EXCERPT PROVIDED:
▼

Ali Demirkaya, nicknamed "Yamuk Ali" (or "Crazy Ali") is well known in his area for his passionate fandom of the local football club, Denizlispor. So ardent was his fandom that Ali had been banned from the stadium for a year, due to a misdemeanor from a previous fan-related incident. So on the day of an important match against a rival team, Ali found a solution—he rented a crane, then lifted it high enough to see over the stadium wall.
"That match was very important for our team," he explained to local news source Yeni Asir. "I had to go to the police station to sign a paper to show that I am not watching the match in the stadium. Then I quickly went to rent the crane." Social media in the area was full of pictures of a jubilant Ali cheering from his perch.
Ultimately, police were summoned and Ali was forced to lower the crane. Nevertheless, he still ended the day on a high note. The stunt only cost him the equivalent of $86, he wasn't cited or fined by the authorities, and his team won 5-0.
Potential Preaching Angles: If it means something to you, you'll get creative to make sure you don't miss out. Sometimes God's blessing comes to those willing to go to extremes.
Source: TIME Staff, "Banned Fan Goes to Great Lengths to Watch Soccer Game by Renting a Crane," MSN News (5-02-18)
The Boys In The Boat tells the story of how nine underdogs, working-class boys from Washington, upset the elite rowers of the Ivy League and then went on to defeat Adolf Hider's rowers to win gold at the 1936 Berlin Olympics. Their whole strategy depended on teamwork. The author of the story, David James Brown, describes the teamwork involved in rowing:
There is a thing that sometimes happens in rowing that is hard to achieve and hard to define. … It's called "swing." It only happens when all eight oarsmen are rowing in such perfect unison that no single action by any one is out of synch with those of all the others. … Sixteen arms must begin to pull, sixteen knees must begin to fold and unfold, eight bodies must begin co slide forward and backward, eight backs must bend and straighten all at once. Each minute action—each subtle turning of wrists—must be mirrored exactly by each oarsman, from one end of the boat to the other. Only then will the boat continue to run, unchecked, fluidly and gracefully between pulls of the oars. Only then will it feel as if the boat is a part of each of them, moving as if on its own. Only then does pain entirely give way to exultation. Rowing then becomes a kind of perfect language. Poetry, that's what a good swing feels like.

▲

Data items:
▼

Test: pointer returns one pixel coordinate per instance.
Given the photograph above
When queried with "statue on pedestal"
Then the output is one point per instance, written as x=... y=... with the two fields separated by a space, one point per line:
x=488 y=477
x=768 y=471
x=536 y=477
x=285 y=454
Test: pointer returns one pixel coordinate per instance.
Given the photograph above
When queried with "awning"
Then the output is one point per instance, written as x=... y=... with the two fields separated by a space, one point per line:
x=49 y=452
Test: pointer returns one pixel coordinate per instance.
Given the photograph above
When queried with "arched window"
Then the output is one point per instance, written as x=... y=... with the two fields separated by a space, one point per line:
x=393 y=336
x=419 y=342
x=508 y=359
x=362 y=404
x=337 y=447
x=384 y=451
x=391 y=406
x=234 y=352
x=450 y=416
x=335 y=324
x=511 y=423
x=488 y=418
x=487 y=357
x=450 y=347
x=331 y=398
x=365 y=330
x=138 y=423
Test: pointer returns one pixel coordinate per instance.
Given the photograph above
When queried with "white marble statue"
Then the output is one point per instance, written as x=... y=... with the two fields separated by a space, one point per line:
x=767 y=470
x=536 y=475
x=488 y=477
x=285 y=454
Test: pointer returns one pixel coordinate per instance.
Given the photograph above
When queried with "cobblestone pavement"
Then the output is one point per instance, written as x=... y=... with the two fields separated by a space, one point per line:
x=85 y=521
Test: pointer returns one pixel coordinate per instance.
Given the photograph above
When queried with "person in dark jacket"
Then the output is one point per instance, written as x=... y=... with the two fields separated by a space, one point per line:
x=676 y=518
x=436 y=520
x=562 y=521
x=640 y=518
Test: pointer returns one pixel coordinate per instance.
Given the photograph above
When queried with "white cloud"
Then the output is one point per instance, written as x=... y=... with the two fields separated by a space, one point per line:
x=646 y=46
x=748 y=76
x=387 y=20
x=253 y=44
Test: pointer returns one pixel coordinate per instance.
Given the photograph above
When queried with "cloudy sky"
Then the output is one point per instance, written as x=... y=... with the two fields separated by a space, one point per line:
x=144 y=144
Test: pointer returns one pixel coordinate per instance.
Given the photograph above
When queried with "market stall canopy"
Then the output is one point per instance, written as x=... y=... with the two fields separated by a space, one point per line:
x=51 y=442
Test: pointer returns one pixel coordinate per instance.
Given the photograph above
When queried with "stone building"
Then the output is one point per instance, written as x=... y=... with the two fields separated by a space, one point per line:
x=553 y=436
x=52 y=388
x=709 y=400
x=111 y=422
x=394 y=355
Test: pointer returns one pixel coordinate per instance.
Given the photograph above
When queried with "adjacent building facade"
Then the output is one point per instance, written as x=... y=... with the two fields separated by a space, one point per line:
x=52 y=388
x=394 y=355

▲

ASSIGNMENT 1: From the excerpt on the crane-renting fan and the rowing crew, list the three facts given to show that Ali still ended the day on a high note.
ASSIGNMENT 2: Write the next part of the excerpt on the crane-renting fan and the rowing crew, picking up after its final sentence about what a good swing feels like.

ANSWER SECTION 1:
- The stunt cost him only the equivalent of $86.
- He wasn't cited or fined by the authorities.
- His team won 5-0.

ANSWER SECTION 2:
Possible Preaching Angles: John Ortberg adds: The crew's mentor, George Pocock, explained to them what he called "the spiritual value of rowing" as "the losing of self entirely to the cooperative effort of the crew as a whole." He explained the strange wonder of how-at the moment you are most sacrificing yourself for others—you are also most fully yourself, more fully alive than you'll ever be again. Pocock added, "When you're rowing well, … its nearing perfection. And when you near perfection, you're touching the Divine."
Source: Daniel James Brown, The Boys in the Boat (Penguin, 2014), pages 161-162
Robert Morgan provides this thought provoking illustration in Moments of Reflection: Reclaiming the Lost Art of Biblical Meditation:
When Harry Truman became president, he worried about losing touch with common, everyday Americans, so he would often go out and be among them. Those were in simpler days, when the president could take a walk like everyone else.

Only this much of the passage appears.